Point localization data >>
- - -

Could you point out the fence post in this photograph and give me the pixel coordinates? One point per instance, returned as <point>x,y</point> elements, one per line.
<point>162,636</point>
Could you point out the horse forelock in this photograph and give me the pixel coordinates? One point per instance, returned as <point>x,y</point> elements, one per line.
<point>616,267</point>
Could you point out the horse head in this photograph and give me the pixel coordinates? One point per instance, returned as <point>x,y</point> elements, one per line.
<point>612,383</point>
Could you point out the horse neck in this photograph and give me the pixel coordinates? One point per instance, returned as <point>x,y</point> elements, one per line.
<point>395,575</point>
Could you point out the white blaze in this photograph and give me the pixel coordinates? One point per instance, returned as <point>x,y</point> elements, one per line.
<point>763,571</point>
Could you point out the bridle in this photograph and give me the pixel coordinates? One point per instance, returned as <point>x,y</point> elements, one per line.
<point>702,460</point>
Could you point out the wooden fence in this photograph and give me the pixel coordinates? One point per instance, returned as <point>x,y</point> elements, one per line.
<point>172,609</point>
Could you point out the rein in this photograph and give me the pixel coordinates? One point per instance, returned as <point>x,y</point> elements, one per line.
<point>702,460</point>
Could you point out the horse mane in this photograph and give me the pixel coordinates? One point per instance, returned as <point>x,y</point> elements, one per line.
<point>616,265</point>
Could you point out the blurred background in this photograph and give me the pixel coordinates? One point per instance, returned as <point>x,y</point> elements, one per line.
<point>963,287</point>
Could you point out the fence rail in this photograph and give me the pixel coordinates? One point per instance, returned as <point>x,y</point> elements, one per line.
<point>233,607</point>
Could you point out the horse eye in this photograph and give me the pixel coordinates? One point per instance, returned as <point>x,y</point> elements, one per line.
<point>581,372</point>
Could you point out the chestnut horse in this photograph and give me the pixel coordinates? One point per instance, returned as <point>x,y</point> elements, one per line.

- - -

Exercise goal >> Final part of the records: return the line that contains "Could you point out the horse eye" and every line after it, exactly, with no other lines added.

Solution to the problem >>
Could you point out the horse eye in this photograph and give me the pixel coordinates? One point per instance, returned as <point>x,y</point> elements, one per line.
<point>581,372</point>
Could you point out the chestnut horse in this photograph and give me the pixel coordinates? One point per instance, returned as <point>x,y</point> elements, one per line.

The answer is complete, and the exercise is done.